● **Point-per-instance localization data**
---+---
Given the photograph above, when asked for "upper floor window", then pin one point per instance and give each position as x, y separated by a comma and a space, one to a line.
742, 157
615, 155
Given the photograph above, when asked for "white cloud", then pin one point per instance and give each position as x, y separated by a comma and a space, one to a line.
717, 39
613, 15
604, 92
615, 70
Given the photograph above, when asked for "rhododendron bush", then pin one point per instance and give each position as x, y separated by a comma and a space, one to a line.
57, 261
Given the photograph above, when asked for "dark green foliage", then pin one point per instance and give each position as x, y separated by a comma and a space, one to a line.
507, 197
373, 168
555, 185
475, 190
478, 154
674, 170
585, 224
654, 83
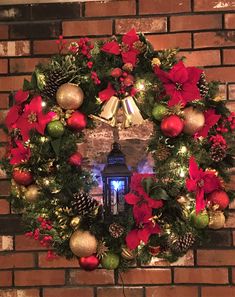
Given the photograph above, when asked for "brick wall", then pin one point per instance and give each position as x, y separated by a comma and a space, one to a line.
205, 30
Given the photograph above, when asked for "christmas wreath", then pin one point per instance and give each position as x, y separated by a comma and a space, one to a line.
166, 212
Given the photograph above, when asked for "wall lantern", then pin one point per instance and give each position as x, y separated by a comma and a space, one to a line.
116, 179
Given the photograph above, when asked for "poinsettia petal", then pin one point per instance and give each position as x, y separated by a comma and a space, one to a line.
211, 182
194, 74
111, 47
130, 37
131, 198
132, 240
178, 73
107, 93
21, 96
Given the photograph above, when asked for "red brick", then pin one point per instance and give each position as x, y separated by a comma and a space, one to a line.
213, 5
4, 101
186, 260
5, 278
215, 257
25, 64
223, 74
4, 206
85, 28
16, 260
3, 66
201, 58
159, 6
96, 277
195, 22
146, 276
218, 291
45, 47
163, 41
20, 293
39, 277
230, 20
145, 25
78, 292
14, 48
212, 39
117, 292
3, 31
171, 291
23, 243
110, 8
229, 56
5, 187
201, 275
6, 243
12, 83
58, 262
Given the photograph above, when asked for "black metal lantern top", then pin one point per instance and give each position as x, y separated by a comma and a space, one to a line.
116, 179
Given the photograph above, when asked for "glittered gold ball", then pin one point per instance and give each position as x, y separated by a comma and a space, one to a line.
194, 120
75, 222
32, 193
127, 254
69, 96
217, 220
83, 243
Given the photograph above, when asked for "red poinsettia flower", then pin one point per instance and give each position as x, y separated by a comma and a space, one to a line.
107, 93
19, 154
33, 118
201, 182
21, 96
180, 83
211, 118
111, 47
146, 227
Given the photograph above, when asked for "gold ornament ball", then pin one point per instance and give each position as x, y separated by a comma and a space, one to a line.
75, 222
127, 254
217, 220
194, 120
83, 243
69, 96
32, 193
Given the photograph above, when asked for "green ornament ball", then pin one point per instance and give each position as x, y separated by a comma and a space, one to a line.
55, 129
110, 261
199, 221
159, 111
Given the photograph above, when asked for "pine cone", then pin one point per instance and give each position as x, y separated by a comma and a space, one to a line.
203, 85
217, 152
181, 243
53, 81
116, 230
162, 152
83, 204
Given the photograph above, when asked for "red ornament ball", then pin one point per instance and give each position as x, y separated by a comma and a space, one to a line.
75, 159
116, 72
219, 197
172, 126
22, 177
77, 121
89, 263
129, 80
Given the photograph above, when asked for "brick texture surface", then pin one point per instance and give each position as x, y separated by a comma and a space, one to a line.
---+---
Keep the pictures out, and write out the rest of the data above word for word.

Given the photograph above, when asked for "upper floor window", then pin one point per instance and give each position as x, y separated by a comma and a space, one to a line.
742, 157
615, 155
Given the photograph above, when asked for "white cloud", then pin one point per instance and give each position as x, y separated by a comma and a space, one to a line.
717, 39
613, 15
604, 92
615, 70
Given the photograph above, when asked for "rhododendron bush", then pin one point per instance and give each position as x, y separated by a comma and a space, one to a line.
57, 261
Given the photograph above, when asked for "dark green foliage", then pin one point per instance and give each position as x, y separated by a comma and a space, one to a line.
507, 197
373, 168
555, 185
475, 190
478, 154
674, 170
585, 224
654, 83
Given the photograph above, when asked for "brick wall", then pin one point per instance and give each position as x, y separated by a comma and a space, one to a line.
205, 30
Given the photograph above, when asked for "christmas wreath", then pin one point per instance and give each position as x, y separated by a comma and a space, one to a line.
166, 212
Given the photograph above, when asked for "wall lantern", then pin one point per instance and give each position as x, y separated by a comma and a space, one to a line.
116, 179
Given the photograph above, when asked for "poinsettia petal", then pin one point per instance and give each position as x, y separated by a comma and a space, one to a line.
211, 182
194, 74
111, 47
130, 37
131, 198
132, 240
178, 73
107, 93
21, 96
Given the photograph above, when asked for "red brick", then pin one point per instance and give each position as x, y separated by a comma and a space, one to a line.
213, 5
4, 101
186, 260
5, 278
215, 257
25, 64
223, 74
4, 206
85, 28
16, 260
3, 66
201, 58
159, 6
96, 277
195, 22
146, 276
218, 291
45, 47
163, 41
20, 293
39, 277
230, 20
145, 25
78, 292
14, 48
212, 39
117, 292
3, 31
171, 291
23, 243
110, 8
229, 56
5, 187
201, 275
6, 243
12, 83
58, 262
Given the photograph above, when asked for "black metal lantern top", then pin one point per instance and give each position as x, y separated by a comma and a space, one to a line.
116, 179
Given the photograph above, when asked for "glittered gold ball", then pin one point per instance and give each position as x, y separated by a comma and a space, one to a line.
194, 120
75, 222
32, 193
127, 254
69, 96
217, 220
83, 243
Given the photograph above, when asked for "red poinsettia flower", then pin one point per instance and give each position as x, y separated by a comma and a space, one to a line.
107, 93
19, 154
33, 118
201, 182
21, 96
180, 83
211, 118
111, 47
146, 227
Given the photograph above, when asked for "gold ornament ball", then pin one point per instance and give each position as x, y separated by a comma and a space, one to a line.
75, 222
127, 254
217, 220
194, 120
83, 243
69, 96
32, 193
Given the photograph above, when asked for "green ornament ball", then pin one point per instance and give each position as x, y separated by a comma and a space, one to a line.
55, 129
110, 261
199, 221
159, 111
Given the photograph above, when asked for "pine cone", then pin one point per instance and give each position as x, y separated by a comma and a space, one to a line.
203, 85
217, 152
181, 243
53, 81
116, 230
162, 152
83, 204
Given the photograph above, when asked for "red ornament ball", then pin one point per instance and give each position as x, y separated by a comma and a space, one to a line.
75, 159
116, 72
219, 197
172, 126
22, 177
77, 121
89, 263
129, 80
Given the photograph above, when asked for "brick texture surface", then pin one point per instance and give each position as x, y separated by a comma and a space, one to a line.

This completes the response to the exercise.